◆ **EXERCISE AIM**
Show every line in the items below that contains the string "flag", treating uppercase and lowercase as distinct.

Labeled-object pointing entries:

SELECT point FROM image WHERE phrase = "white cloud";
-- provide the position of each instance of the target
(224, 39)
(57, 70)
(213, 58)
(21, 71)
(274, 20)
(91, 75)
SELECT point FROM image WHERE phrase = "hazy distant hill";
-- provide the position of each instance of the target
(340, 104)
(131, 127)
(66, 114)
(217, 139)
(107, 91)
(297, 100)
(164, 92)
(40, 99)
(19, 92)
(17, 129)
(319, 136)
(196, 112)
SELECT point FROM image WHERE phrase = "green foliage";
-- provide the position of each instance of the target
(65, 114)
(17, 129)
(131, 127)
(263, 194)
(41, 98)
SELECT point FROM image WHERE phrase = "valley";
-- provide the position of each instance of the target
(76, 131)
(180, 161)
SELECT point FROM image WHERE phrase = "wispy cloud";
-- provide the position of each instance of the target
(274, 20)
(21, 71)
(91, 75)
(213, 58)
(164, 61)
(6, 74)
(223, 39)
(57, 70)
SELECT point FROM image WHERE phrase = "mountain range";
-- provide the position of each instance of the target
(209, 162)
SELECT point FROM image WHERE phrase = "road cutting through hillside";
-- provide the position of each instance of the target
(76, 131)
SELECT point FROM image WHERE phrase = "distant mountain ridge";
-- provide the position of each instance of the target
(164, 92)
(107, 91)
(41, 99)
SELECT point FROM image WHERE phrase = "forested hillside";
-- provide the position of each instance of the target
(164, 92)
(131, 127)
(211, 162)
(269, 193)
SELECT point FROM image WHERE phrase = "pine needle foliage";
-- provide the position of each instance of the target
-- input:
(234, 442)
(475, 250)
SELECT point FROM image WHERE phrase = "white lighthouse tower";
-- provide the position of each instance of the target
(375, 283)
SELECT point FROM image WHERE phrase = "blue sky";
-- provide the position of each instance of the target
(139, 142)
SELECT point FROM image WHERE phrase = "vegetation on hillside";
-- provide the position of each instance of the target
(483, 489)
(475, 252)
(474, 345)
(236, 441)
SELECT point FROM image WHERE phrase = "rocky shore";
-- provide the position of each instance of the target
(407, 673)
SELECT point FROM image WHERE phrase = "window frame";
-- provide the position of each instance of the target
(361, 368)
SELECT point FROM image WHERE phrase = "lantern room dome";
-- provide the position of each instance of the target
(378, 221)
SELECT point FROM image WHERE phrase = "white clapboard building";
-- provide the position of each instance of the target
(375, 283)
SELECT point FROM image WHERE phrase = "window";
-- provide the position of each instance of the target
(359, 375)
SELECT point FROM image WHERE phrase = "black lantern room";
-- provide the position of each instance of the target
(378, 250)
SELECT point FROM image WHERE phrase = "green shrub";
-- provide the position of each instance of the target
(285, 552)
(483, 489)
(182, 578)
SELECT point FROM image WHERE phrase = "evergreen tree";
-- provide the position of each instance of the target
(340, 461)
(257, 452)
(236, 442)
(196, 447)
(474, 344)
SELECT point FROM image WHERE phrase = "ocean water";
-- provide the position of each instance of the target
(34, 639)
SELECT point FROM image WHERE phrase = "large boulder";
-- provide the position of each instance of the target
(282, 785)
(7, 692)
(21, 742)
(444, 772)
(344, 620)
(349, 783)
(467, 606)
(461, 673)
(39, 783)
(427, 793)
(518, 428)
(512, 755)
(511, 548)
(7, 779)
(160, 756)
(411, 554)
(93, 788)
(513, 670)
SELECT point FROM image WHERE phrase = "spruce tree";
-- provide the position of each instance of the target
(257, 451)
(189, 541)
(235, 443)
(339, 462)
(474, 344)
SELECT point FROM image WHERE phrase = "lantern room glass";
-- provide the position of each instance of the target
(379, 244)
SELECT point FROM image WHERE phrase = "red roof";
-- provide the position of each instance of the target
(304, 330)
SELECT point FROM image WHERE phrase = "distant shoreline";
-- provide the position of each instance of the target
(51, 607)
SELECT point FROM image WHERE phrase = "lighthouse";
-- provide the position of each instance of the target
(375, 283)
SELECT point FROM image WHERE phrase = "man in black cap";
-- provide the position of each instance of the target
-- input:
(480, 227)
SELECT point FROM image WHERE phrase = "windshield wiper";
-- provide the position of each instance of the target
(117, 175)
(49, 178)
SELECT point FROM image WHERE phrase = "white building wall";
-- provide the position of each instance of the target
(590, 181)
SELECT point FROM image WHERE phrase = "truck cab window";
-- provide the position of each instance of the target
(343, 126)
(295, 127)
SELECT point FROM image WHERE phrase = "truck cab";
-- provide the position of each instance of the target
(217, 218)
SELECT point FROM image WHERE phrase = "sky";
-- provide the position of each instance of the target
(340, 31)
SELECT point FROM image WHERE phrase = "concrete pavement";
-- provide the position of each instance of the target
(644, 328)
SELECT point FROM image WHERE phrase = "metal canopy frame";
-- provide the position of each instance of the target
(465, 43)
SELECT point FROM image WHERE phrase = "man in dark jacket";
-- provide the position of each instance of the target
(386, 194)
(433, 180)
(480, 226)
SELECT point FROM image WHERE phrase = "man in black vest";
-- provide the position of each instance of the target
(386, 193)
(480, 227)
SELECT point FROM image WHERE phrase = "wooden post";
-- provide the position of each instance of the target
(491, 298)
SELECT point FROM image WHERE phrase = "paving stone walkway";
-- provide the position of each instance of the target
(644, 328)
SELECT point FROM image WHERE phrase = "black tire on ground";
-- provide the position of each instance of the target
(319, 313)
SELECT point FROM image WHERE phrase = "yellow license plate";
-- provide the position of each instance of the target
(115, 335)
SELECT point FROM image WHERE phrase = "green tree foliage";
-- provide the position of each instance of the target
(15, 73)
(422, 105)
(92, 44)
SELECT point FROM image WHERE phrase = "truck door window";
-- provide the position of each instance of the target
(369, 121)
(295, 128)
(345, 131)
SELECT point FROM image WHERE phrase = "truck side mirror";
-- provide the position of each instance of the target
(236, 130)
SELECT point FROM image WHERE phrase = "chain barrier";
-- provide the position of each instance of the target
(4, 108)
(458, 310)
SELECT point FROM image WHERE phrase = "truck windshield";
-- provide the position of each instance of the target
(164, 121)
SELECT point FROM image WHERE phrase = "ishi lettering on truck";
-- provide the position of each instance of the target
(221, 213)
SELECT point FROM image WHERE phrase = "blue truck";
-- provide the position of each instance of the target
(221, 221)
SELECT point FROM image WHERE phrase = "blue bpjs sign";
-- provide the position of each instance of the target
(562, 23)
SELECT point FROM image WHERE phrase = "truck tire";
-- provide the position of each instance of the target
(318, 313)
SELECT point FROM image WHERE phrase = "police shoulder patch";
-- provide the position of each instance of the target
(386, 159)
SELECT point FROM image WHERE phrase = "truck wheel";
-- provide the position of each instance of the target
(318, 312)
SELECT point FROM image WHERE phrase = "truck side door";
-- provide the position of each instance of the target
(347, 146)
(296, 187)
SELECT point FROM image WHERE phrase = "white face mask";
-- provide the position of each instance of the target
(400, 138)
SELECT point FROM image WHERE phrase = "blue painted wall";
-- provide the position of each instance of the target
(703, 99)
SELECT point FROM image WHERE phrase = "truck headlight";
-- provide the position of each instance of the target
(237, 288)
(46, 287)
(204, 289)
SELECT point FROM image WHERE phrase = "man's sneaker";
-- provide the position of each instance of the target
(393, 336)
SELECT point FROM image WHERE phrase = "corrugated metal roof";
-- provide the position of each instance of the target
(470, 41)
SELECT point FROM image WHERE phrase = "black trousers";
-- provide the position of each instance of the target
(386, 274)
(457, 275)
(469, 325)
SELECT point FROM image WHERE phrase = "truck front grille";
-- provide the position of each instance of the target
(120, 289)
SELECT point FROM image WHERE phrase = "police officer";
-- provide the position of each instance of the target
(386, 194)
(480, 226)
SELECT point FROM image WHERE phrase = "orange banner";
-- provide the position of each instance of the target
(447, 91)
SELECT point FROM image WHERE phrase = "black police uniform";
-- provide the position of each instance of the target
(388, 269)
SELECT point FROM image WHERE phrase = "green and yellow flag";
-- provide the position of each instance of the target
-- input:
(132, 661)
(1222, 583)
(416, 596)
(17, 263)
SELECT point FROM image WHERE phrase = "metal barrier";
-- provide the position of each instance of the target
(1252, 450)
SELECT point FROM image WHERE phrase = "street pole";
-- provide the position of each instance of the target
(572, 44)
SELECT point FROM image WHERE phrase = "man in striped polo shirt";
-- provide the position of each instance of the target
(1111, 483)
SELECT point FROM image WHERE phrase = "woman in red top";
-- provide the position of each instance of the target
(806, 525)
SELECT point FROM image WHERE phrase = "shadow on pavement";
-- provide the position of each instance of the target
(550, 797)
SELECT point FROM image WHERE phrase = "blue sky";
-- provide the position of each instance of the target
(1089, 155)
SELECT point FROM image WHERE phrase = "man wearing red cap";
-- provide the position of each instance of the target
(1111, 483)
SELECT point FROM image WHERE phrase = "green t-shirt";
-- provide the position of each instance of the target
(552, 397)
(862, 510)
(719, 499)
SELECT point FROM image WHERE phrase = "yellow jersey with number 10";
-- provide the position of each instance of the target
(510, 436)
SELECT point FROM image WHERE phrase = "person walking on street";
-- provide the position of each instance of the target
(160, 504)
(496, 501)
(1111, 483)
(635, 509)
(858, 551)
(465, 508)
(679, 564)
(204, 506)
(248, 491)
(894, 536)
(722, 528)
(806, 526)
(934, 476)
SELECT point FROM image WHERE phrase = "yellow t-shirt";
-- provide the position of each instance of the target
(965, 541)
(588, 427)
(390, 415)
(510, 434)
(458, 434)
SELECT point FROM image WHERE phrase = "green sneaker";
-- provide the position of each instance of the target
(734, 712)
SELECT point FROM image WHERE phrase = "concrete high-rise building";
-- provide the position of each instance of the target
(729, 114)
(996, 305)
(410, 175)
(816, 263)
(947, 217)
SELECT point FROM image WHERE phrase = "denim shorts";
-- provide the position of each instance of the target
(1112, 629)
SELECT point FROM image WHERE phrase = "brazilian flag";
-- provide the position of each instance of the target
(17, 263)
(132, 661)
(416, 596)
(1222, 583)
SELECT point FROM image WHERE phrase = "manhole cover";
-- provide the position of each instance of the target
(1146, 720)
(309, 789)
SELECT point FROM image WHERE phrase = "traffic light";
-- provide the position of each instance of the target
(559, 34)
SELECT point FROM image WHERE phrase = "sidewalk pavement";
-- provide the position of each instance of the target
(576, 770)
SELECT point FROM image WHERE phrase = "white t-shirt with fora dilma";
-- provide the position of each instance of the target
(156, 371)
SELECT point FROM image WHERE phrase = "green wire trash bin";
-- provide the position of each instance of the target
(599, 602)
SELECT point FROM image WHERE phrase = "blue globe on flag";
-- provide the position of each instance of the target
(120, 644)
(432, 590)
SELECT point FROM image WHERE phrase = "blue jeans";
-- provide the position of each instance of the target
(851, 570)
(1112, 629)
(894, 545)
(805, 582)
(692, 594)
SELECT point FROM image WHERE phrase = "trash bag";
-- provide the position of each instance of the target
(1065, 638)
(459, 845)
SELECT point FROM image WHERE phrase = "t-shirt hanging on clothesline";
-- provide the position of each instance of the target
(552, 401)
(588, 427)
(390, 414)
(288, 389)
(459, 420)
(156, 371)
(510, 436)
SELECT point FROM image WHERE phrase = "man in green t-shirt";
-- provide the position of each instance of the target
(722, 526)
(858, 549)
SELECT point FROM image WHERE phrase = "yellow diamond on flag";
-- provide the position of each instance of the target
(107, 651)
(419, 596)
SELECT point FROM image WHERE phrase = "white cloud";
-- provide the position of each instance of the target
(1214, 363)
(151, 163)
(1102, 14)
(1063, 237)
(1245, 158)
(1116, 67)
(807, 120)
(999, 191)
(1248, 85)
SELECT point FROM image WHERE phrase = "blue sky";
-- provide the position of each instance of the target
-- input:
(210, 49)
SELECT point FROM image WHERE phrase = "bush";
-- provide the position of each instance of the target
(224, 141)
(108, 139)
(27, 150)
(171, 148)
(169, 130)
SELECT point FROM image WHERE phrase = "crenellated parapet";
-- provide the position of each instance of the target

◆ **FINAL RESULT**
SELECT point FROM image WHERE phrase = "green and yellow flag";
SELECT point FROM image WHERE phrase = "brazilian flag";
SELECT point FROM image WHERE phrase = "blue globe on flag";
SELECT point FROM image WHERE phrase = "yellow diamond on flag";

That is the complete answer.